[[ Supplied material, beginning ]]
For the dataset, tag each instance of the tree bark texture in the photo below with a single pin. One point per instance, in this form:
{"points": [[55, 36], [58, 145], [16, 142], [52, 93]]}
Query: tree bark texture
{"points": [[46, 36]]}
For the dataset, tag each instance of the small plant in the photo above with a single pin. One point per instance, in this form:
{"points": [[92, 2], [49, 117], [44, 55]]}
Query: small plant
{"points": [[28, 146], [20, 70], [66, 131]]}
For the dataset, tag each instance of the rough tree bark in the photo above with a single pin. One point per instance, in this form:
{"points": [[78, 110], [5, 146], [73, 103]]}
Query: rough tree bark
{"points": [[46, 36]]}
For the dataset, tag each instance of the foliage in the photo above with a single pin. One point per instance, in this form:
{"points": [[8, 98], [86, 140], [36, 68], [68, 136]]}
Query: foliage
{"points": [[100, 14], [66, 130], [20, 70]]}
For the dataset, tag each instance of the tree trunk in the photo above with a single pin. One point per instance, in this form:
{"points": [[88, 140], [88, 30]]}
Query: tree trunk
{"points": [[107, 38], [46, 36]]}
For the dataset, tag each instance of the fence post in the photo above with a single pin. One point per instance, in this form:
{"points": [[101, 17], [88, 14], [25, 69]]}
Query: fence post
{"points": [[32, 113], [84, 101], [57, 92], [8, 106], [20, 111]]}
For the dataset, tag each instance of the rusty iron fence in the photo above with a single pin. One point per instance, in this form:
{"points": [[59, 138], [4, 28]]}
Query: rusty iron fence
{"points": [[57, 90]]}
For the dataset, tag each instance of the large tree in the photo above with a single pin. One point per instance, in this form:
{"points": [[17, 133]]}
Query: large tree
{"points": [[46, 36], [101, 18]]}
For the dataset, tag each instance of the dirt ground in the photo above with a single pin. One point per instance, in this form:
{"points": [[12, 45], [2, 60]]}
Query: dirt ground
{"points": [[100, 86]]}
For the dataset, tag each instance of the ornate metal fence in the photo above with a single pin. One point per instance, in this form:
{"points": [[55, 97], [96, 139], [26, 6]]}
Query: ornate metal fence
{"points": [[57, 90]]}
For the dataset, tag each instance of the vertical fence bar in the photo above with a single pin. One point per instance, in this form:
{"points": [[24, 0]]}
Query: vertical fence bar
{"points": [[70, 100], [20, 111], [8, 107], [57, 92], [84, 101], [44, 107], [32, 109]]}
[[ Supplied material, end ]]
[[ Supplied material, beginning ]]
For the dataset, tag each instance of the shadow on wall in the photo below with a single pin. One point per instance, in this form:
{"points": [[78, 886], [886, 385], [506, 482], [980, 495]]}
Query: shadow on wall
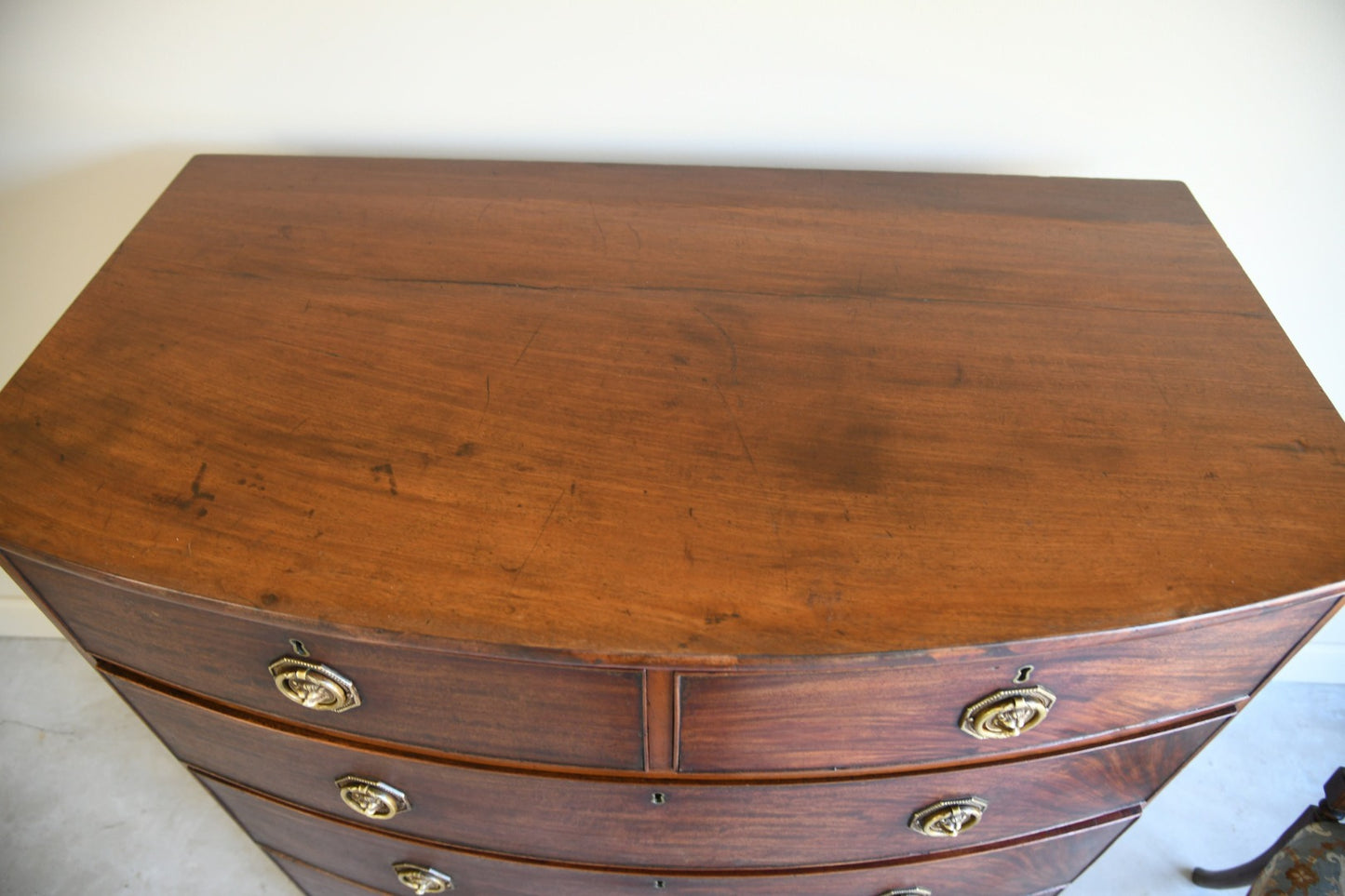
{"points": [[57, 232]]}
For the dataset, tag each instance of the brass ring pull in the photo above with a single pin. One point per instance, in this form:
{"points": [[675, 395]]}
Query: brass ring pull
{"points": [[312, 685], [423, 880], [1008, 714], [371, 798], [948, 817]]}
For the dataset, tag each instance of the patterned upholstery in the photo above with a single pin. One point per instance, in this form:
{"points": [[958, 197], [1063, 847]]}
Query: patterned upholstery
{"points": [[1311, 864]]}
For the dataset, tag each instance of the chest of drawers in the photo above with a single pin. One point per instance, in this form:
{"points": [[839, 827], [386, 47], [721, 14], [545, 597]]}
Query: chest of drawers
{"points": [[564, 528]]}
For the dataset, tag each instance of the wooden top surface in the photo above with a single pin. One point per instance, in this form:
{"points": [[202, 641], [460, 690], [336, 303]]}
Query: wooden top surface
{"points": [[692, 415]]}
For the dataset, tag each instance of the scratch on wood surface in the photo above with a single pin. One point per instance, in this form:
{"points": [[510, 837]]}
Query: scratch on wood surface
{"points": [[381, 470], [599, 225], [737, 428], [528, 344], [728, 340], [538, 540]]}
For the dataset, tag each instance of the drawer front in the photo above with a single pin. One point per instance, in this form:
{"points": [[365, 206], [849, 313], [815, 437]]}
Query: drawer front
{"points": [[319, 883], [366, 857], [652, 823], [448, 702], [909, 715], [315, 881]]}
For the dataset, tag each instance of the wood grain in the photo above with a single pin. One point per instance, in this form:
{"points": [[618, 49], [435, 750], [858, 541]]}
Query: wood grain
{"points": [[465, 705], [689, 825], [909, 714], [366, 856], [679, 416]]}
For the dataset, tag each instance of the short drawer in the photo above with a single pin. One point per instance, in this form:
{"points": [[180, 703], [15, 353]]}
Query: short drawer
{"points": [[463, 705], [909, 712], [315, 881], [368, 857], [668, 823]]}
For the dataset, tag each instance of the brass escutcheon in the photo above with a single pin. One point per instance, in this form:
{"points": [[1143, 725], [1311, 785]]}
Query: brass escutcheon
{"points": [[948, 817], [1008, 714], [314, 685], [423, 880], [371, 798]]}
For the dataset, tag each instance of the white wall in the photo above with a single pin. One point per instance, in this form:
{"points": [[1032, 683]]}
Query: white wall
[[ Supplied material, end ]]
[[ Supplied material, beginning ]]
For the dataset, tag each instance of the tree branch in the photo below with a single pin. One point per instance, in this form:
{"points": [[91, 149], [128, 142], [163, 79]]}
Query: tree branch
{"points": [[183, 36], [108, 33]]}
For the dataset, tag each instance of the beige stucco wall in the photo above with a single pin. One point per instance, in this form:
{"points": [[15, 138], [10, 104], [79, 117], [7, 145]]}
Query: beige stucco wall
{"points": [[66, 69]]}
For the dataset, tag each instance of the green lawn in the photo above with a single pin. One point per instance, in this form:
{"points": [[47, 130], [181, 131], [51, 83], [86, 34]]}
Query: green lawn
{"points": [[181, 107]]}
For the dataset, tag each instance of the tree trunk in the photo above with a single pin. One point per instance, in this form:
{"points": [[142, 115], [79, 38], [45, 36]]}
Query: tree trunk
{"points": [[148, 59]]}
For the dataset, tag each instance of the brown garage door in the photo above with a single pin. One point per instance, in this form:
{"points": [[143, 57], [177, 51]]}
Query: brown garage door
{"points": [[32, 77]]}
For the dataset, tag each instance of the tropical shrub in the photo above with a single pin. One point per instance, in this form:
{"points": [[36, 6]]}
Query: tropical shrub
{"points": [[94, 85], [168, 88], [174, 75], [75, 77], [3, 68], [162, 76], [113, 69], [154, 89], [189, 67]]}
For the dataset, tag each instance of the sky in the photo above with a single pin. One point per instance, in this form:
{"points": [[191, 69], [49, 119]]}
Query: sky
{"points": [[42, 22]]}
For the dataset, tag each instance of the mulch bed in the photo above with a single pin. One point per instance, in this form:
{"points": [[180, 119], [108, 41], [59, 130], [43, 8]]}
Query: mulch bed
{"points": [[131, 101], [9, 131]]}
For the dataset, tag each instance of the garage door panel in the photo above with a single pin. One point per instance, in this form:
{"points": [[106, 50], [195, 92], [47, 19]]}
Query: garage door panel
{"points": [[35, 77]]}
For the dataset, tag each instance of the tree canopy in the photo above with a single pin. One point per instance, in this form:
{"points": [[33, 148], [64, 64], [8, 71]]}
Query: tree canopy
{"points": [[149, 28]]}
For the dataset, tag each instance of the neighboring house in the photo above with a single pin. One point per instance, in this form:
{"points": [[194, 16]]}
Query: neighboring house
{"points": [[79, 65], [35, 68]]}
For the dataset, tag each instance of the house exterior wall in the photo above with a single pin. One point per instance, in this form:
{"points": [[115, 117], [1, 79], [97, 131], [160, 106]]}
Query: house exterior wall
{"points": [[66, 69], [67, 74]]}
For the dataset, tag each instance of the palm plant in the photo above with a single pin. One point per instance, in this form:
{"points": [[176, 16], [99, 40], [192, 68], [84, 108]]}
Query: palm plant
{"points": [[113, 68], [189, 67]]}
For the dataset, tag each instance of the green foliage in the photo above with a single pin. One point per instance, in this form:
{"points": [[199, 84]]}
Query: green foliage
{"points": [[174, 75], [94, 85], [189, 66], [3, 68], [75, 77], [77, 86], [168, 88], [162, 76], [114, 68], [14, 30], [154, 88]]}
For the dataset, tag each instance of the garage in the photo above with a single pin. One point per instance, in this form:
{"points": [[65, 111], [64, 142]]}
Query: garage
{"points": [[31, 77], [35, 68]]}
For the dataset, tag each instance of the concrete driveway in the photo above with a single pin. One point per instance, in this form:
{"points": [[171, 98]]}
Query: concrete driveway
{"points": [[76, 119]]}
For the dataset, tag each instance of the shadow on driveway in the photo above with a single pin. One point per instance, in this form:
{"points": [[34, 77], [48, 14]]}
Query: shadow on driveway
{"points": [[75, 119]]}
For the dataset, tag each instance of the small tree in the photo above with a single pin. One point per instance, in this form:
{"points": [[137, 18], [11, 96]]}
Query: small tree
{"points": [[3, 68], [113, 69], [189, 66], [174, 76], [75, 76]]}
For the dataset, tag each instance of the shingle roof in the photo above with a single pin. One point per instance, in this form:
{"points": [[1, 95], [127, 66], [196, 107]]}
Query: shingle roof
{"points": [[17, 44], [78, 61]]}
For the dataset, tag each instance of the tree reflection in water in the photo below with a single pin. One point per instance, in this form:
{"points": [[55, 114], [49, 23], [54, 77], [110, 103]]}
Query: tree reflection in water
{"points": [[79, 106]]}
[[ Supplied material, end ]]
> Brief
Return all lines in the entries above that carry the word "below".

> Response for this exercise
For the dataset, tag each instance of the tree bark texture in the photo below with a single pin. One point per instance, in this form:
For the dataset, tag each instance of the shadow on wall in the photo below with a single pin. One point per instance, in this form:
For the dataset, tag each instance of the tree branch in the photo below with a single pin. One point per instance, in this form:
For the dataset, tag each instance of the tree reflection in water in the photo below with a single pin. One point per instance, in this form:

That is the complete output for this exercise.